:: Extrait source ::
Selon certains transhumanistes, cette « Singularité » pourrait même survenir d’ici à 2030 déjà, et les progrès stupéfiants que nous annoncent régulièrement les apprentis sorciers de l’intelligence artificielle rendent plausible ce calendrier. Il faut dire que la voie est toute tracée. On voit mal ce qui pourrait en effet contrarier cette échéance. Notre contre-civilisation ultralibérale est psychologiquement formatée pour accepter et même souhaiter la disparition de notre si imparfaite humanité, et son impératif libéral justement lui interdit tout simplement de questionner les (r)évolutions technologiques puisque ce serait contraire à l’un de ses dogmes qui veut que l’« on n’arrête pas le progrès ».Deux forces à l’œuvre
Dans la société ultralibérale, deux forces implacables sont ainsi à
l’œuvre qui rendent inéluctable cette fuite en avant vers la Singularité
et l’abolition de notre humanité.
D’un côté, il y a d’abord ce que
nous appellerons le néo-progressisme sociétal, qui s’emploie à
déstructurer les sociétés, à briser tous les tabous, à bouleverser en
permanence les rapports sociaux, à imposer ce relativisme moral et
culturel absolus qui désacralise tout, à commencer par la vie.
Jour après jour, on légifère ainsi à tour de bras pour satisfaire le moindre lobby, pour donner l’illusion d’une société vertueusement engagée dans la quête d’un équilibre parfait où chacun pourra, à terme, exercer son droit inaliénable à tout sur tout. Chaque groupe, puis chaque sous-groupe, puis chaque individu se voit ainsi invité à ne voir le monde qu’au travers du prisme déformant de ses intérêts particuliers. Or cette « innocente » tentative de donner satisfaction à tous les égoïsmes concurrents d’un peuple devenu alors « peuple de démons » ne sert, en réalité, qu’à alimenter une guerre de tous contre tous destinée à atomiser les individus.

:: Problèmes à résoudre ::
1) Relevez, dans l'extrait sur la Singularité, chacune des actions que le texte attribue au néo-progressisme sociétal, sous la forme d'un verbe à l'infinitif suivi de son complément.
2) Restituez à l'identique le passage de l'extrait sur la Singularité qui commence par « Jour après jour, on » et s'achève sur « atomiser les individus. ».

:: Données fournies ::
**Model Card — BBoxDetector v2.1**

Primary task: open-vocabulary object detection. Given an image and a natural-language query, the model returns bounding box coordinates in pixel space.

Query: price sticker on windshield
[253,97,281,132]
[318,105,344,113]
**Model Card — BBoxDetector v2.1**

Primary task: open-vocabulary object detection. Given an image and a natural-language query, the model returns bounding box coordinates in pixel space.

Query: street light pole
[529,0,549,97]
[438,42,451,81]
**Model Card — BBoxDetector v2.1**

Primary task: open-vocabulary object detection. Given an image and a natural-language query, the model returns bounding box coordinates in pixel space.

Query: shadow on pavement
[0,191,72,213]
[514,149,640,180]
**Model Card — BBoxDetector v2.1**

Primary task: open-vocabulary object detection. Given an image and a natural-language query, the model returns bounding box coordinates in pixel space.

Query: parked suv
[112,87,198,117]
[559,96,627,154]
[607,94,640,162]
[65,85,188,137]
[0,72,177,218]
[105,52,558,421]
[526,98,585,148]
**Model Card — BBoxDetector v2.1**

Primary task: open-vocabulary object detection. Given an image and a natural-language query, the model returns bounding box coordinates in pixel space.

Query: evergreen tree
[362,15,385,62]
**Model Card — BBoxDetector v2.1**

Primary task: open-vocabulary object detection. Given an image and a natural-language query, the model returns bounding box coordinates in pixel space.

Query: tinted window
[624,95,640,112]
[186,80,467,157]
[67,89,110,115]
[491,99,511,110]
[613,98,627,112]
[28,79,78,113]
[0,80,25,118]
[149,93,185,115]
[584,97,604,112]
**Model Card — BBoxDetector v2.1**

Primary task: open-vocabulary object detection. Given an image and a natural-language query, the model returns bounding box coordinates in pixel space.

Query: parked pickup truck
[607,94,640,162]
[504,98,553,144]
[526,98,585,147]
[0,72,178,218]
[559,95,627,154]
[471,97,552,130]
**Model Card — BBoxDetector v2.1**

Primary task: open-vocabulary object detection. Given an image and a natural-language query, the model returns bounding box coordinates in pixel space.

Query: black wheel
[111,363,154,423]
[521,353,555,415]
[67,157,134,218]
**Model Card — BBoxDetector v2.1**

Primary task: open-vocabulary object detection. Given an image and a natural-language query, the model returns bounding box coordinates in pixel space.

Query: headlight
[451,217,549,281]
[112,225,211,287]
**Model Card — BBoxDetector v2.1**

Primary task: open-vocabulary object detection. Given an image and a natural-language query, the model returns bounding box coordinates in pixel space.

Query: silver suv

:: Liste des solutions ::
1)
- déstructurer les sociétés
- briser tous les tabous
- bouleverser en permanence les rapports sociaux
- imposer ce relativisme moral et culturel absolus qui désacralise tout, à commencer par la vie

2)
Jour après jour, on légifère ainsi à tour de bras pour satisfaire le moindre lobby, pour donner l’illusion d’une société vertueusement engagée dans la quête d’un équilibre parfait où chacun pourra, à terme, exercer son droit inaliénable à tout sur tout. Chaque groupe, puis chaque sous-groupe, puis chaque individu se voit ainsi invité à ne voir le monde qu’au travers du prisme déformant de ses intérêts particuliers. Or cette « innocente » tentative de donner satisfaction à tous les égoïsmes concurrents d’un peuple devenu alors « peuple de démons » ne sert, en réalité, qu’à alimenter une guerre de tous contre tous destinée à atomiser les individus.